> _Selected extract_:
BEGIN
UiPath (PATH 0.77%) went public at $56 per share last April, and its stock skyrocketed to an all-time high of $85.12 a month later. But today, the automation software provider's shares trade just above $20.

UiPath's stock tumbled below its IPO price amid concerns about its slowing growth, widening losses, and high valuation. Rising interest rates also drove investors toward more conservative stocks and exacerbated that painful sell-off.

In early June, a few positives appeared in UiPath's first-quarter results, which exceeded analysts' conservative estimates. However, its forecast for 22% sales growth in fiscal 2023 (which ends next January) would still represent a significant deceleration from its 47% growth in fiscal 2022.

two androids wearing suits stand in an office setting in front of a large window with a cityscape in the background

Image source: Getty Images.
END
> _Exercise directions_: Repeat word for word the part of the UiPath stock passage starting with "In early June, a" and going on through "source: Getty Images.". The entries have no connection to the UiPath stock passage.

> _Records provided_:
BEGIN
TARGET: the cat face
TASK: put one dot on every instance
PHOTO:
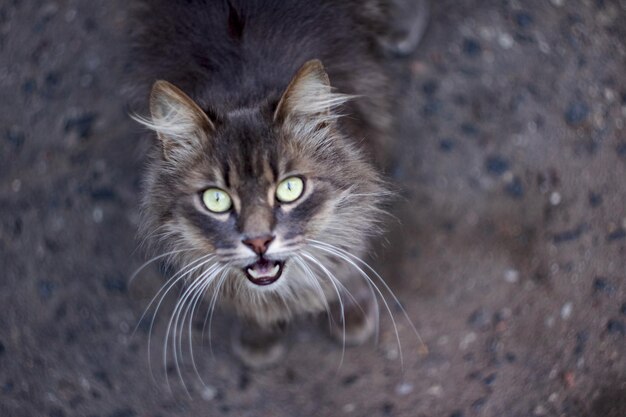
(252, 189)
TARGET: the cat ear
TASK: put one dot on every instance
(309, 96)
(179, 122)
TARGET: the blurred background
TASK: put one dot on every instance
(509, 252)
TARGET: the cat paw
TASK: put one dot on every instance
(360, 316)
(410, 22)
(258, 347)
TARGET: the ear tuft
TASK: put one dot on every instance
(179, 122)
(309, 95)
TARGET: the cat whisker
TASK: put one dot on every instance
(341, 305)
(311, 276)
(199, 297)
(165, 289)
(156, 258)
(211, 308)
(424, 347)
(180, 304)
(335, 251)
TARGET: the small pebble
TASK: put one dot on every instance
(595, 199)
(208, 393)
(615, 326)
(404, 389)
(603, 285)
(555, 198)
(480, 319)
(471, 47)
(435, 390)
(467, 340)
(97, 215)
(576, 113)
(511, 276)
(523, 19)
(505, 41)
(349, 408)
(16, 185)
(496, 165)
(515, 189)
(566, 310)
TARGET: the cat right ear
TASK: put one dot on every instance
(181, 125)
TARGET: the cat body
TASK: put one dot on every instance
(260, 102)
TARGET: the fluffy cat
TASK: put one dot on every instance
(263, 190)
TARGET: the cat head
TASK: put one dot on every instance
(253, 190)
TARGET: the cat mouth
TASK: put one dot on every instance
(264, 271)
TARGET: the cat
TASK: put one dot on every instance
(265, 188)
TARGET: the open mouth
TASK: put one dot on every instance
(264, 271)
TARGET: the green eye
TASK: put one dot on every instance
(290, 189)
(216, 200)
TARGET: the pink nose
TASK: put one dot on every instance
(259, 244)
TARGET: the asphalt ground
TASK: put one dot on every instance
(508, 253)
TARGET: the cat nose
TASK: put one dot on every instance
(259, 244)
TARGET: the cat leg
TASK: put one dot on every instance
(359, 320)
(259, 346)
END
BEGIN
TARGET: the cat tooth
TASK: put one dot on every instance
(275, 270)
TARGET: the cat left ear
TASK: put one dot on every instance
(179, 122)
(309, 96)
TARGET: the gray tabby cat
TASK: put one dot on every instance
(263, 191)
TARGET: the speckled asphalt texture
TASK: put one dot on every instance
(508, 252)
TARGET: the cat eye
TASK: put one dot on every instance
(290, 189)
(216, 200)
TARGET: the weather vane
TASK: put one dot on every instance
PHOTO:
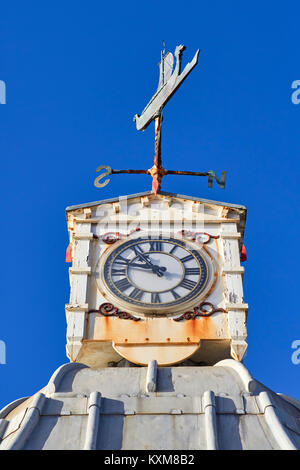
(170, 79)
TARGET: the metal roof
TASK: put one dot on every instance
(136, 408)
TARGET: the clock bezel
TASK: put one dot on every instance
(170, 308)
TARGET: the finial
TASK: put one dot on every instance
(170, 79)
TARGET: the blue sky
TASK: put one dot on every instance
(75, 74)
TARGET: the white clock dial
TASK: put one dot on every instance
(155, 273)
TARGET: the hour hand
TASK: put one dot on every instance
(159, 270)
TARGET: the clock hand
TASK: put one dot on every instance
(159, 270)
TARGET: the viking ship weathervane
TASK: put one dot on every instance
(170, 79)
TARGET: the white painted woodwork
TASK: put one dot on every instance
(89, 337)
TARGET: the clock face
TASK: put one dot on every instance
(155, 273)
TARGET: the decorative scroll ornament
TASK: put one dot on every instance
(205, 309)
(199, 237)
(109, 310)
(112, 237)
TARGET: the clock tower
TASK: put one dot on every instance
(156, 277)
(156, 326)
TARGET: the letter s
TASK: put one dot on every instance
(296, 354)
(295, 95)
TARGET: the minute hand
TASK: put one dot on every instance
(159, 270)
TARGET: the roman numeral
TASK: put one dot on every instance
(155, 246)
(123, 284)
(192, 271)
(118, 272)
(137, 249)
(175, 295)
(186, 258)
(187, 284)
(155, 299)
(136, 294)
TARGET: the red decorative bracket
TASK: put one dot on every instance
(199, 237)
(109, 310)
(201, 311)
END
> _Result of this task_:
In early June, a few positives appeared in UiPath's first-quarter results, which exceeded analysts' conservative estimates. However, its forecast for 22% sales growth in fiscal 2023 (which ends next January) would still represent a significant deceleration from its 47% growth in fiscal 2022.

two androids wearing suits stand in an office setting in front of a large window with a cityscape in the background

Image source: Getty Images.